Heinig also said other pieces of evidence were improperly logged, saying they were not labeled with the initials of those who handled them to maintain a chain of custody. She said doing so is industry standard.

Valiante’s blood from her blood card could only be identified using paternity testing due to being improperly maintained, according to the report.

With limited options, the family’s attorney, Paul D’Amato, said now is the time for anyone with possible information on the teen’s death to come forward.

“This report by DDC reinforces our view that there was a gross rush to judgment by investigators, who hastily determined Tiffany’s death was a suicide; they never treated the scene like a crime scene and, clearly, mishandled key evidence that we now conclusively learn was useless when finally subjected to DNA testing,” D’Amato, who is handling the case pro bono, said in a statement Tuesday.

The lab detected an unidentified male DNA sample on the evidence, but no one knows where it came from. It could be a piece of evidence, but it could also be DNA from a handler, D’Amato said, clarifying the sample as it was explained to him by Heinig.

Heinig did not respond to a request from The Press Tuesday for additional comment.

++++++++++

• **What to do**:
1) Answer these from the news excerpt on the DNA evidence report:
(a) According to Heinig, what was missing from the labels on other pieces of evidence?
(b) What testing was needed to identify Valiante's blood from her blood card?
(c) On what basis is D'Amato handling the case?
2) Please carry on the news excerpt on the DNA evidence report, starting right after its final sentence.

• **Entries shown**:
++++++++++

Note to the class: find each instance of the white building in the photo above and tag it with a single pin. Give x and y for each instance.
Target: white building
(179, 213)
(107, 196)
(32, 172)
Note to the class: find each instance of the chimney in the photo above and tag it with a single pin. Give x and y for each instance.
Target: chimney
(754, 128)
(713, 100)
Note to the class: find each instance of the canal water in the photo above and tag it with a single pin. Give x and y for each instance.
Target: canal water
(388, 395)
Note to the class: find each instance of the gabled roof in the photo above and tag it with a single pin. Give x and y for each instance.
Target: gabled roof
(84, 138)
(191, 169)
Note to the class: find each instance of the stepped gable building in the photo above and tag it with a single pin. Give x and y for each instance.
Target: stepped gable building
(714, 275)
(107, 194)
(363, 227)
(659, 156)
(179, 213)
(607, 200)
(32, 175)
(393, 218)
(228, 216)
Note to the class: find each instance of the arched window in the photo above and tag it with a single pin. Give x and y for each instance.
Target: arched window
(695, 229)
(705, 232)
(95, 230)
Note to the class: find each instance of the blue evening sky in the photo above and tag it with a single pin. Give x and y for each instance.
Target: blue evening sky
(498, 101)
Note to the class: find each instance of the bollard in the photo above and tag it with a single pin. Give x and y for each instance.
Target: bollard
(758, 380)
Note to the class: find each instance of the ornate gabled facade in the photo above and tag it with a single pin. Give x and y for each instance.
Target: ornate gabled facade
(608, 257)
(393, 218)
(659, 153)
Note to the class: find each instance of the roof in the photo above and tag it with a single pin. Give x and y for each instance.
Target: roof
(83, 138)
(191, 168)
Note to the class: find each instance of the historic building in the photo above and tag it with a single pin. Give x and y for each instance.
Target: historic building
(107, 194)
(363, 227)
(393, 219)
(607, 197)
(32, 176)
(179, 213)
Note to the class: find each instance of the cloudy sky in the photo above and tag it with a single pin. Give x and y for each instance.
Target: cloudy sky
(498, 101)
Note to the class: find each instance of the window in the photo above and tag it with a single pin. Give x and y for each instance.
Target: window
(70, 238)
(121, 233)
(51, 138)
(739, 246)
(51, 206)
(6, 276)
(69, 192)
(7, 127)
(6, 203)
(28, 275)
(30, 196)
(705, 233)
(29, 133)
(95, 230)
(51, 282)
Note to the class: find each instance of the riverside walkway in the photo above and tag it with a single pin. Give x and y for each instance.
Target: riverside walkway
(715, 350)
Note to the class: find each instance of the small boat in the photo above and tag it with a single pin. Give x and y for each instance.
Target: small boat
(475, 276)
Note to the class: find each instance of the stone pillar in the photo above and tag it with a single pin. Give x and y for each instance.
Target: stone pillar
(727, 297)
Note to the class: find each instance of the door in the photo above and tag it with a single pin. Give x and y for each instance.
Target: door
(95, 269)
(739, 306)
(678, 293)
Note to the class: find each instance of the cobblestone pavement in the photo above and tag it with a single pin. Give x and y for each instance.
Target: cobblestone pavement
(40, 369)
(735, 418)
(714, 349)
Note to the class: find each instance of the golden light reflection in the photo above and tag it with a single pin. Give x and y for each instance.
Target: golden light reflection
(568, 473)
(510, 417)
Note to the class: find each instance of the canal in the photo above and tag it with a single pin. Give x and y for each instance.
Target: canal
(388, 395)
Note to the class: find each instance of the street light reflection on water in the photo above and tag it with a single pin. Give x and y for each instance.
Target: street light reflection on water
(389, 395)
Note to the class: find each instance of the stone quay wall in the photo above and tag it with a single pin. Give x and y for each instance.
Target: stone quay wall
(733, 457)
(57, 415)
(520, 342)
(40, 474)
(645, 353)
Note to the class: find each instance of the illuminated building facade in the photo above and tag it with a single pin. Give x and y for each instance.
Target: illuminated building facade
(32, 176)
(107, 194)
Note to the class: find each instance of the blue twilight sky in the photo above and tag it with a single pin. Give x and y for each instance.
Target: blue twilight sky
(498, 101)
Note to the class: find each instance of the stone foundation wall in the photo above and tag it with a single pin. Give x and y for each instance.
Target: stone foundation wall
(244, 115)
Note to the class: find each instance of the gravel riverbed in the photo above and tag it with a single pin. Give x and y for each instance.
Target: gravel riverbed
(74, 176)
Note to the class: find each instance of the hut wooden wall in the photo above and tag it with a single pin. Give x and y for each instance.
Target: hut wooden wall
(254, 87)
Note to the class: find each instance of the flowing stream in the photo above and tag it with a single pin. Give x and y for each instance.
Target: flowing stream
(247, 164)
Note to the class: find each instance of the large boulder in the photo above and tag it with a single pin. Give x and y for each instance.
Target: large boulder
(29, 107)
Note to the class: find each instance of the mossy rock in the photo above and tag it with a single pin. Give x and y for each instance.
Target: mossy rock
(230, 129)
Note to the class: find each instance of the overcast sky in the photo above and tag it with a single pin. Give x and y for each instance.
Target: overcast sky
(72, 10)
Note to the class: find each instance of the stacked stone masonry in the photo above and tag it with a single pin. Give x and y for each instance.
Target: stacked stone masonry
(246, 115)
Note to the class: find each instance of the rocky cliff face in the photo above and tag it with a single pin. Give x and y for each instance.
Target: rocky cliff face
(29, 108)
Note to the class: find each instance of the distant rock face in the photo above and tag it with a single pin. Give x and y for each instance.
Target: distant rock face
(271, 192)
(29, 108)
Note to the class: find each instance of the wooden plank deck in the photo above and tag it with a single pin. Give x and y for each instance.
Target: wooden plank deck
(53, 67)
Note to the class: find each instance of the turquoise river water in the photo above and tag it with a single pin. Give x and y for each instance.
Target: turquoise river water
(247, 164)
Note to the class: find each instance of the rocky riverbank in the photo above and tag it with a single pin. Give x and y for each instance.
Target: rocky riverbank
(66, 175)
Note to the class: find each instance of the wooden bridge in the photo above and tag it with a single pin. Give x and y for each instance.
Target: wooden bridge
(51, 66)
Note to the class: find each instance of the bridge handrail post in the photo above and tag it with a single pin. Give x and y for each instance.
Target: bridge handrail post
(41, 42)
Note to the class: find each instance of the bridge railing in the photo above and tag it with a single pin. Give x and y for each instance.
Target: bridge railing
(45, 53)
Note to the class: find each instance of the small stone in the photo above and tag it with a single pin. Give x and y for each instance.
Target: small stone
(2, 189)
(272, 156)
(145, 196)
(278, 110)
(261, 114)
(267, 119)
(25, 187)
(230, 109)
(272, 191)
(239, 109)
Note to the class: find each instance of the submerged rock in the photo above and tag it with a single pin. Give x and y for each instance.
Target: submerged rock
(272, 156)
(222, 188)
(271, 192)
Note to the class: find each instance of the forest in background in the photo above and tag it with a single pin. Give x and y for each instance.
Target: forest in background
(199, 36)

++++++++++

• **List of answers**:
1)
(a) The initials of those who handled them.
(b) Paternity testing.
(c) Pro bono.

2)
“There’s just no way. Everyone was saying this can’t be,” Dianne Valiante said Tuesday, recalling the night her daughter was found dead. “Our family has been through hell, having to fight for everything.”

The family said it will appeal to the New Jersey Attorney General’s Office to reopen the investigation into her death, and remain angered over what they say was a botched initial investigation.

The Attorney General’s Office declined to comment on the matter Wednesday.

The couple said if they had a slight inclination the teen committed suicide, “we wouldn’t be fighting as hard as we’ve had.”

Despite a brief dispute with a friend over a credit card the night she died, Tiffany was enjoying a graduation party for a family member, not showing signs of distress, family say.

Stephen Valiante recalls his daughter preparing for college. She was independent, he said, remembering when she went to a local bank to learn about building credit.

The couple has questioned aspects of their daughter’s case, including her shoes being found together along Tilton Road far from where the crash happened.

They’ve also questioned why her feet remained intact despite the belief she walked barefoot on rock-filled terrain.

“If you look at all the evidence, it tells you she didn’t walk there,” said Stephen Valiante.

Louise Houseman, a former investigator for the Atlantic County Medical Examiner, also wrote a report raising doubts about the teen’s death being a suicide.

“It is highly unlikely this very accomplished, 18-year-old female athlete walked barefoot, alone in the woods, without her cellphone, over stones and brush, in the dark, along 1.5 miles of isolated railroad tracks, on a hot summer night, for a total of nearly 4 miles in order to commit suicide,” Houseman wrote.

Tiffany may be gone, but her memory in the community remains alive nearly seven years after her death.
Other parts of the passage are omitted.